■ WHAT IS REQUIRED ■
In the records below, one line contains "Where can the exposed". Print that line and every line after it exactly, down to the final one.
*** TASK INPUTS ***
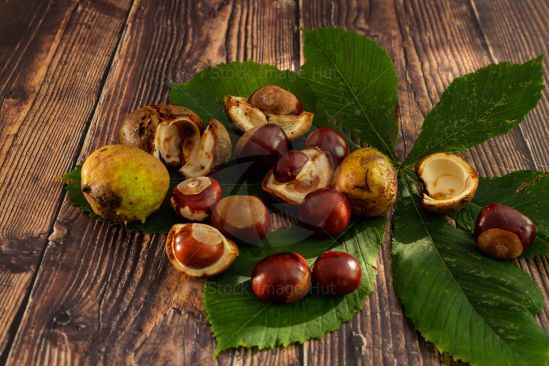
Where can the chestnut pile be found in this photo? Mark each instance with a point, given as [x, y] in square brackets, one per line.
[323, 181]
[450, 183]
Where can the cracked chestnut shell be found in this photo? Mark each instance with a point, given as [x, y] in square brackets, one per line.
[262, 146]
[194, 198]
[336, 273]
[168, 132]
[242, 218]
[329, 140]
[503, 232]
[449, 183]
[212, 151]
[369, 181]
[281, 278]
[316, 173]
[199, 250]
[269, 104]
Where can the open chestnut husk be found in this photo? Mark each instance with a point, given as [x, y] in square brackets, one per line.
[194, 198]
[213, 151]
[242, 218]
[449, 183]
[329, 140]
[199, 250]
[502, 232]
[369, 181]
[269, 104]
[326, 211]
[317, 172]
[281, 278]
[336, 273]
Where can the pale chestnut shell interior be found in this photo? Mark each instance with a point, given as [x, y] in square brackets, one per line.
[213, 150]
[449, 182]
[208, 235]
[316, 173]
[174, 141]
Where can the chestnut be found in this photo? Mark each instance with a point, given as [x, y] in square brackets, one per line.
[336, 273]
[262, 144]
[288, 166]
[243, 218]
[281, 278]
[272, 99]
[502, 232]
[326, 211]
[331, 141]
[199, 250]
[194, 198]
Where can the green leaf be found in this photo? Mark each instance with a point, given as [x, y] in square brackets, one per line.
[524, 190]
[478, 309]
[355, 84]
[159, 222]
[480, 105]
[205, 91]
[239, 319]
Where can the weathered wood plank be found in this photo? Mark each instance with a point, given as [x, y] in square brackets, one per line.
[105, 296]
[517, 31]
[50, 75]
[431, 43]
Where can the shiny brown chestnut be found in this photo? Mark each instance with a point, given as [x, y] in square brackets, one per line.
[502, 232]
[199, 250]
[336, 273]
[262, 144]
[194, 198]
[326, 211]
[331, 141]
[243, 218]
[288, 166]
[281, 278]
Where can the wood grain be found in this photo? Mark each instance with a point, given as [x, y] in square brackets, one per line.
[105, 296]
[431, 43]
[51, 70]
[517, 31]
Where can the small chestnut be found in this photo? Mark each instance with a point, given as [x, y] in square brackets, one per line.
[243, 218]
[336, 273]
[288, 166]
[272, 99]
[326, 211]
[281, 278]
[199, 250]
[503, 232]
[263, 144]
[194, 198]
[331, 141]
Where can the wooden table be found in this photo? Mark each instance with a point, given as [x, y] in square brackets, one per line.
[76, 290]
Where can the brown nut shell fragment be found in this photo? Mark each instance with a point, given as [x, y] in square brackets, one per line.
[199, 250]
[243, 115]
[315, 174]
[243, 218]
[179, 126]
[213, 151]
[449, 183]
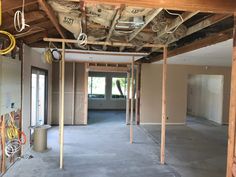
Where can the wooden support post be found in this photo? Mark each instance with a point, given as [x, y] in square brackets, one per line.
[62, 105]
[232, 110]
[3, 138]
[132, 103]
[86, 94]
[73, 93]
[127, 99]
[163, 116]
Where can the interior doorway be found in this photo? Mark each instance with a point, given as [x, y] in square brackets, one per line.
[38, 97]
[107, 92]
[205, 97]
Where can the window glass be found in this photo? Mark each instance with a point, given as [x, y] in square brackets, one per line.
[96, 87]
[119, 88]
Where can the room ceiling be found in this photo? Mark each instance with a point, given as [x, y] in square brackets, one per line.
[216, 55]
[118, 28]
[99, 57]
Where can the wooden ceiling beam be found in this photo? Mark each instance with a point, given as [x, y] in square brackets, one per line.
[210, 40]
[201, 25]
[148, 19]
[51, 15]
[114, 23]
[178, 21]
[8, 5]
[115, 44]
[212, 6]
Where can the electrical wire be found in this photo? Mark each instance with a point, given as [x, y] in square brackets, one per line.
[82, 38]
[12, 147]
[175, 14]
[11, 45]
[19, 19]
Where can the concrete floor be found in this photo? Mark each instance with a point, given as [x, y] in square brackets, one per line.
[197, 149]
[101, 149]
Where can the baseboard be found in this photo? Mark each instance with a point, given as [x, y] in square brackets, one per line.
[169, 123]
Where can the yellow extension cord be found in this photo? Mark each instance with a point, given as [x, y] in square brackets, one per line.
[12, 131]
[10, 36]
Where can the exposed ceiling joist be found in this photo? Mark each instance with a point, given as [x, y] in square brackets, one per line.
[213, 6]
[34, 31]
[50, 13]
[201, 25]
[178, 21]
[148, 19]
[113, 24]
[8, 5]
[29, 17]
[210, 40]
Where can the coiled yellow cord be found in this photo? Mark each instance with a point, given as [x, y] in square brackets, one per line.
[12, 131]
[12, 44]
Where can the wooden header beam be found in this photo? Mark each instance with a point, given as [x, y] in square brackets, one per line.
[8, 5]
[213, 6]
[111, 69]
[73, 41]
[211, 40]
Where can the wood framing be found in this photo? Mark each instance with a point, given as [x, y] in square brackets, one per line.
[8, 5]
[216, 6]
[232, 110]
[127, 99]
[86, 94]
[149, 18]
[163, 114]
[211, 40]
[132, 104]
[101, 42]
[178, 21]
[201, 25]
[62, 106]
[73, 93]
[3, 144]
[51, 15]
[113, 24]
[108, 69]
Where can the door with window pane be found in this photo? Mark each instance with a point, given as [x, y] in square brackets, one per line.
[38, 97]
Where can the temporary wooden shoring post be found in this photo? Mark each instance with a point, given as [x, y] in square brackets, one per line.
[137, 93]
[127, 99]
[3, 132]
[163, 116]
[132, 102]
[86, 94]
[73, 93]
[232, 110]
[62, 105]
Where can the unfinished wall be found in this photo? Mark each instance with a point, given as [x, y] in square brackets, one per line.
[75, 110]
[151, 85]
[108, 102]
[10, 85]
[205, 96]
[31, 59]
*** End of TASK INPUTS ***
■ RESPONSE TO THE EXERCISE ■
Where can the exposed ceiling joist be found in this photo? Mark each instance with a point, given as [x, y] in square brackets, one per line.
[213, 6]
[34, 31]
[50, 13]
[201, 25]
[178, 21]
[148, 19]
[113, 24]
[8, 5]
[29, 17]
[210, 40]
Where can the coiled yellow cord be found in this photo? Mark each instance with a point, given as [x, y] in square brackets, one per line.
[12, 131]
[12, 44]
Where can the wooden header beam be found in this photo? Mark each instance with a point, given as [x, y] in square brackets, one per line.
[8, 5]
[213, 6]
[111, 69]
[73, 41]
[211, 40]
Where can the wood framing be found in this photo? Mark each instance with a point, given as [x, y] in square brackets, one per line.
[8, 5]
[216, 6]
[232, 110]
[127, 99]
[86, 94]
[149, 18]
[163, 114]
[211, 40]
[132, 104]
[101, 42]
[178, 21]
[201, 25]
[62, 106]
[73, 93]
[3, 144]
[51, 15]
[113, 24]
[108, 69]
Where can the door with window pane be found in this photo? Mark each instance with a point, given as [x, y] in square brackets, one per line.
[38, 97]
Where can the temporary wooden shoring post be found in this photo? Mark each instance with a point, given as [x, y] in square brackets, one per line.
[137, 93]
[127, 99]
[3, 132]
[163, 116]
[132, 102]
[86, 94]
[73, 93]
[232, 110]
[62, 105]
Where can the unfinished wall be found in this photo? Mark each instance with a point, given as [x, y] in square brackets, one per line.
[75, 110]
[151, 85]
[108, 102]
[10, 85]
[205, 96]
[31, 59]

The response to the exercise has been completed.